**Your tasks**
- a) Copy the part of the quarterly report excerpt starting with "As of March 31, 2021, we" and going on through "such financing arrangements.".
- b) Answer these questions from the quarterly report excerpt:
(i) What fixed charge coverage ratio must SES Holdings maintain at minimum under the Credit Agreement?
(ii) As of what date was the company in compliance with all debt covenants?
(iii) Which note in the 2020 Form 10-K covers operating lease obligations?

**Extract provided**
☆ ☆ ☆ ☆ ☆ ☆ ☆

The Credit Agreement also requires SES Holdings to maintain a fixed charge coverage ratio of at least 1.0 to 1.0 at any time availability under the Credit Agreement is less than the greater of (i) 10.0% of the lesser of (A) the maximum revolver amount and (B) the then-effective borrowing base and (ii) $15.0 million and continuing through and including the first day after such time that availability under the Credit Agreement has equaled or exceeded the greater of (i) 10.0% of the lesser of (A) the maximum revolver amount and (B) the then-effective borrowing base and (ii) $15.0 million for 60 consecutive calendar days.

We were in compliance with all debt covenants as of March 31, 2021.

Contractual Obligations

Our contractual obligations include, among other things, our Credit Agreement and operating leases. Refer to Note 6—Leases in our 2020 Form 10-K for operating lease obligations as of December 31, 2020 and Note 7—Debt in Part I, Item 1 of this Quarterly Report for an update to our Credit Agreement as of March 31, 2021.

Critical Accounting Policies and Estimates

There were no changes to our critical accounting policies from those disclosed in our 2020 Form 10-K.

Recent Accounting Pronouncements

None.

Off-Balance-Sheet Arrangements

As of March 31, 2021, we had no material off-balance-sheet arrangements. As such, we are not exposed to any material financing, liquidity, market or credit risk that could arise if we had engaged in such financing arrangements.

48

Table of Contents

Item 3. Quantitative and Qualitative Disclosures about Market Risk

The demand, pricing and terms for oilfield services provided by us are largely dependent upon the level of drilling and completion activity in the U.S. oil and gas industry. The level of drilling and completion activity is influenced by numerous factors over which we have no control, including, but not limited to: global health events, including the COVID-19 pandemic; the supply of and demand for oil and gas; current price levels as well as expectations about future prices of oil and gas; the magnitude and timing of capital spending by our customers; the cost of exploring for, developing, producing and delivering oil and gas; the extent to which our E&P customers choose to drill and complete new wells to offset decline from their existing wells; the extent to which our E&P customers choose to invest to grow production; discoveries of new oil and gas reserves; available storage capacity and pipeline and other transportation capacity; weather conditions; domestic and worldwide economic conditions; political instability in oil-producing countries; environmental regulations; technical advances in alternative forms of energy (e.g. wind and solar electricity, electric vehicles) that encourage substitution for or displacement of oil and gas consumption in end-use markets; the price and availability of alternative fuels; the ability of oil and gas producers to raise equity capital and debt financing; merger and acquisition activity and consolidation in our industry, and other factors.

☆ ☆ ☆ ☆ ☆ ☆ ☆

**Data extract**
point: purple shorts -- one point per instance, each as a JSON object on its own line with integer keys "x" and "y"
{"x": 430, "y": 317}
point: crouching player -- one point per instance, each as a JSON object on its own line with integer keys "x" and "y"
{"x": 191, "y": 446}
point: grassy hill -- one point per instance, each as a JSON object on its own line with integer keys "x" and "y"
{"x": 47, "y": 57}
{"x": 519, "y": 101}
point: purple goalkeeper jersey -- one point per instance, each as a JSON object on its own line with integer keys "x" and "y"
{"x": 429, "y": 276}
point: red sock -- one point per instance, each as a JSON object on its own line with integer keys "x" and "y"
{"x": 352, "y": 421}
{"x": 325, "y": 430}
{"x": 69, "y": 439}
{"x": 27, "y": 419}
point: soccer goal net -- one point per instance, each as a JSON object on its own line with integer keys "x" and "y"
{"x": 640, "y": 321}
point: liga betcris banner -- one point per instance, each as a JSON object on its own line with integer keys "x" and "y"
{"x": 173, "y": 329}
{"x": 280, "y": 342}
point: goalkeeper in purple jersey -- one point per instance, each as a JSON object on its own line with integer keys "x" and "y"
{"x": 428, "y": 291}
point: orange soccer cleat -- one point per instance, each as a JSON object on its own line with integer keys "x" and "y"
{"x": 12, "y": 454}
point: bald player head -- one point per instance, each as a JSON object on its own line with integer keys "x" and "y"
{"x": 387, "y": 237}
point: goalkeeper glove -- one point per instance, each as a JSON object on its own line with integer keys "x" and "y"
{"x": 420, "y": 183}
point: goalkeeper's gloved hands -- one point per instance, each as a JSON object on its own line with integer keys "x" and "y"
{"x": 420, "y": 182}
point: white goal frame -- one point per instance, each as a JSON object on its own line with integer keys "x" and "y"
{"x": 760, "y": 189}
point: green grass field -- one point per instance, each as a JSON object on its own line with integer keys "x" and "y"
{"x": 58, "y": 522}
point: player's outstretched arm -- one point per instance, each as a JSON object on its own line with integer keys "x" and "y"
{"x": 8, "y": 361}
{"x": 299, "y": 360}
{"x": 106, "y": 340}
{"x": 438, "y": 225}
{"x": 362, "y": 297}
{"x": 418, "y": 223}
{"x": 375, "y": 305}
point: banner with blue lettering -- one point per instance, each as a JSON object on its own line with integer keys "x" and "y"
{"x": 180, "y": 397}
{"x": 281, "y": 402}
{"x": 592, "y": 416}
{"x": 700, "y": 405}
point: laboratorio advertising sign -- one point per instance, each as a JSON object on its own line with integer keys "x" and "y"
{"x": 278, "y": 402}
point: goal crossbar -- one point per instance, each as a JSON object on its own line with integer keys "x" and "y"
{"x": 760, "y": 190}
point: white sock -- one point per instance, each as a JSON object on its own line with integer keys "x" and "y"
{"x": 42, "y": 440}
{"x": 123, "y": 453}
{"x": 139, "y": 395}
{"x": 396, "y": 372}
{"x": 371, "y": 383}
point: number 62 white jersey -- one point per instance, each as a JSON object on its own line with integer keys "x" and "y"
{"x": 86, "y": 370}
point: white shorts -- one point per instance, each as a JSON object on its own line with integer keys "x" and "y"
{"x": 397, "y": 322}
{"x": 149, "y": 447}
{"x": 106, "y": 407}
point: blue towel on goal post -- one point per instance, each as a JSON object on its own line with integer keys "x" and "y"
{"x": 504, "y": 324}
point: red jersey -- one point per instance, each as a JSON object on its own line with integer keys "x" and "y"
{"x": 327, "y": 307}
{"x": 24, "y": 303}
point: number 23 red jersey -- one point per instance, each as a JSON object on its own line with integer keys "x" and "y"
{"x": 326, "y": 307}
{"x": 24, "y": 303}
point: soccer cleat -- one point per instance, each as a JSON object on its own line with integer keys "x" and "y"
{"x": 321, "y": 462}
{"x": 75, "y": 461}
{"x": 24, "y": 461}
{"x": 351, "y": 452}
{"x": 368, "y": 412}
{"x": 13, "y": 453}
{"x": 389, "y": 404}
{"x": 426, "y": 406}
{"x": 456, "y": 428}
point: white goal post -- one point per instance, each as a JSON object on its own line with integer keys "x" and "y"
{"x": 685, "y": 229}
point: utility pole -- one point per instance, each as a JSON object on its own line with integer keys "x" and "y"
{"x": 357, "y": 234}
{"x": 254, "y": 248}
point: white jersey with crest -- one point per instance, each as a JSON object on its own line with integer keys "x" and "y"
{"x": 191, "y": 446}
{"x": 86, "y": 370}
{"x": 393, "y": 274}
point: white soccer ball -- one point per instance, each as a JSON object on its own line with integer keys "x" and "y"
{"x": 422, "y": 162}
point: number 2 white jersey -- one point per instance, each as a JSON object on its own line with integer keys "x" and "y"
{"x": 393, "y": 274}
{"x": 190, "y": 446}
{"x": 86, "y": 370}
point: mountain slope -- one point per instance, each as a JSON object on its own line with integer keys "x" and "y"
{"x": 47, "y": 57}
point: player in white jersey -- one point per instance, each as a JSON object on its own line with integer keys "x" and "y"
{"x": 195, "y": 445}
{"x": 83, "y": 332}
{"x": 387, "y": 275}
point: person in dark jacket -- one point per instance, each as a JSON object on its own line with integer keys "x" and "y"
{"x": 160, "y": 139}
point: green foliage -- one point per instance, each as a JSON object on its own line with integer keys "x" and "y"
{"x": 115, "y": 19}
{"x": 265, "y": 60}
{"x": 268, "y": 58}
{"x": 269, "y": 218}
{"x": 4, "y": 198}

☆ ☆ ☆ ☆ ☆ ☆ ☆

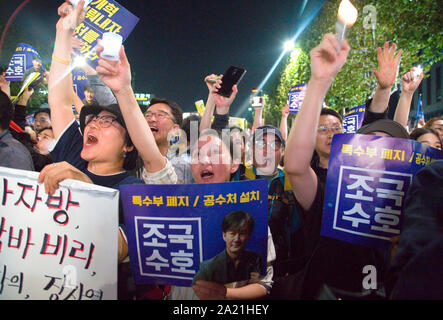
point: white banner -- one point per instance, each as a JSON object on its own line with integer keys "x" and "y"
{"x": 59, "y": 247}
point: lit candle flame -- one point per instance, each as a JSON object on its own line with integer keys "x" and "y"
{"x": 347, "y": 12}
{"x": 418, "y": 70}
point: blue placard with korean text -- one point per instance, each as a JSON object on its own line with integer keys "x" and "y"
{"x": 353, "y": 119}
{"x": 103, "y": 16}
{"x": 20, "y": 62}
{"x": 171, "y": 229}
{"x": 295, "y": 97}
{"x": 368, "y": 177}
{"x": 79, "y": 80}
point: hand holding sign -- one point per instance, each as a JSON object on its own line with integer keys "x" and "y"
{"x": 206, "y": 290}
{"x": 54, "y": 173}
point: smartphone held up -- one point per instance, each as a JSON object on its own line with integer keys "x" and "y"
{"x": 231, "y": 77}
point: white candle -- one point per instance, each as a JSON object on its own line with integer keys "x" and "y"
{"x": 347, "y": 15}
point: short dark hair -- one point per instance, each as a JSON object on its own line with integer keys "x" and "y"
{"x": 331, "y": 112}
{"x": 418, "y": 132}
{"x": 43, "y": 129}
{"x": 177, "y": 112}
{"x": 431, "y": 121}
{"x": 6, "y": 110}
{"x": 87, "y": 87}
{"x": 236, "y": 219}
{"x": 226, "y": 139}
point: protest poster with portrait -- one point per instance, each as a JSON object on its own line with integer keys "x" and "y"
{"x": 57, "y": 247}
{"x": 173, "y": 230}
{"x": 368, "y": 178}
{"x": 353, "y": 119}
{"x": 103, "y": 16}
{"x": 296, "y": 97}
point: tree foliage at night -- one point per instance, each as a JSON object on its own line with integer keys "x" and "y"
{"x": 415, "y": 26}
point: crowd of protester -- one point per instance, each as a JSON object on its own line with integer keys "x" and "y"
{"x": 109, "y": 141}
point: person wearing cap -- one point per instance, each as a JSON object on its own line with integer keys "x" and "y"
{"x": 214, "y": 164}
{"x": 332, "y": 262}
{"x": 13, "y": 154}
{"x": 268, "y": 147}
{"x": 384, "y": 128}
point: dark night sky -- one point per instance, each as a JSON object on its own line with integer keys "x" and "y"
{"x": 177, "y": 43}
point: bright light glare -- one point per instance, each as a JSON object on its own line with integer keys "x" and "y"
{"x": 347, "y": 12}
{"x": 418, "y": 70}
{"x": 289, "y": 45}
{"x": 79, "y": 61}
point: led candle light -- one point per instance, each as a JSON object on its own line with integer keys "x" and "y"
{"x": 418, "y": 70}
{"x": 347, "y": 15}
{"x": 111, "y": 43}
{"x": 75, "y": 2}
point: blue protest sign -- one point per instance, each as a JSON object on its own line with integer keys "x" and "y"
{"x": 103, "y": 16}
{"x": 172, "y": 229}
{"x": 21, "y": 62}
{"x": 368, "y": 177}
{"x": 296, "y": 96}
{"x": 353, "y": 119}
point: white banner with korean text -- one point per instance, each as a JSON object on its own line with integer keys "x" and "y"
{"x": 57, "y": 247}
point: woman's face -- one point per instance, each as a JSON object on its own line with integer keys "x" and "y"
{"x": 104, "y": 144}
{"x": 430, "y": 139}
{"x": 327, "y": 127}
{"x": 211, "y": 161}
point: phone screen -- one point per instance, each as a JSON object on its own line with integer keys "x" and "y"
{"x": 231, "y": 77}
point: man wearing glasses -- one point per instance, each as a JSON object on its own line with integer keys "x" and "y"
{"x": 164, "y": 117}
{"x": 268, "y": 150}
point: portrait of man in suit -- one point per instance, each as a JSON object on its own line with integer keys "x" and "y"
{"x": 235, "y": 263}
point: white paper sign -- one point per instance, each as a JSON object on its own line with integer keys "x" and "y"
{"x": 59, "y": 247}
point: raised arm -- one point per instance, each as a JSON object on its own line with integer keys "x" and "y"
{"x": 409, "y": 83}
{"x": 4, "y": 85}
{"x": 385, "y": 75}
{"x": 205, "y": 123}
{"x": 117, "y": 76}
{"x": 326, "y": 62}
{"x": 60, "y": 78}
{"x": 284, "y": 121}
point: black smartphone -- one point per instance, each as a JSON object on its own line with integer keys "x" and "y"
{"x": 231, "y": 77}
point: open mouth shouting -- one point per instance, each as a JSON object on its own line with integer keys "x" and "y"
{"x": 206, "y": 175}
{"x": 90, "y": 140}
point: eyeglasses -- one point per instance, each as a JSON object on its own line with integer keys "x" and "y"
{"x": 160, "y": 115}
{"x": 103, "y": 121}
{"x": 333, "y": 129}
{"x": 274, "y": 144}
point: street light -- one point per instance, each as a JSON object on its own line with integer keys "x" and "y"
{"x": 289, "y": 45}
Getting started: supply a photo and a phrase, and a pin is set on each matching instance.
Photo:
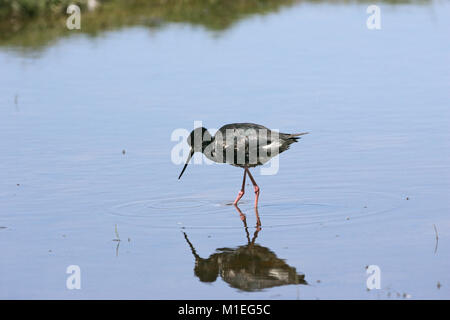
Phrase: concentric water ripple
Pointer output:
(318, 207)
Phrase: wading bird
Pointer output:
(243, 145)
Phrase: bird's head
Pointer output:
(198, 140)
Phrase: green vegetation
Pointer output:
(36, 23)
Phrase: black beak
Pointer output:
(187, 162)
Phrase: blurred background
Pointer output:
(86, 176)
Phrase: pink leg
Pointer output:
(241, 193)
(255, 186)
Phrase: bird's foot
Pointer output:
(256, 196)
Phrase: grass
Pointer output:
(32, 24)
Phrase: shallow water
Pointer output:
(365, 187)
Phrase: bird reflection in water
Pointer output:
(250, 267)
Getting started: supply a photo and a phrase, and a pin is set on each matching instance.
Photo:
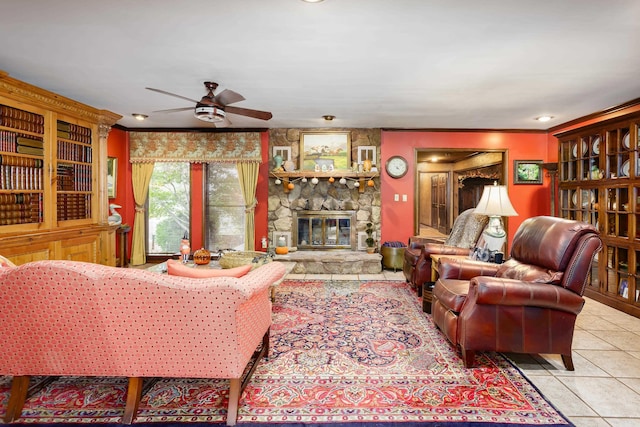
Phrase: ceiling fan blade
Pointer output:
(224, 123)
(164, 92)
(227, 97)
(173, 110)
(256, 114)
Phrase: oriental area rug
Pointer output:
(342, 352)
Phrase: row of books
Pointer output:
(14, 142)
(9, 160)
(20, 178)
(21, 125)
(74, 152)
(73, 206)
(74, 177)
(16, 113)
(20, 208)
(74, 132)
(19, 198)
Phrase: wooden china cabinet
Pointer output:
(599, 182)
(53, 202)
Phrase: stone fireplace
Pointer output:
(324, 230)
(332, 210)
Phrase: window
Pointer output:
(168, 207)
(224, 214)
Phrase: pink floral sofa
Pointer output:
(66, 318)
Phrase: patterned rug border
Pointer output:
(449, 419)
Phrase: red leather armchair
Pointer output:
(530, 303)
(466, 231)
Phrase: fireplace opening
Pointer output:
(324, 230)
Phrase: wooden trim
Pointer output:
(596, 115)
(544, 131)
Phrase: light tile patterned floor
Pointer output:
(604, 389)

☆ ☆ ☆ ☆ ☆ ☆ ☆

**Per-task outputs**
- a)
As of March 31, 2021, we had no material off-balance-sheet arrangements. As such, we are not exposed to any material financing, liquidity, market or credit risk that could arise if we had engaged in such financing arrangements.

- b)
(i) At least 1.0 to 1.0
(ii) March 31, 2021
(iii) Note 6—Leases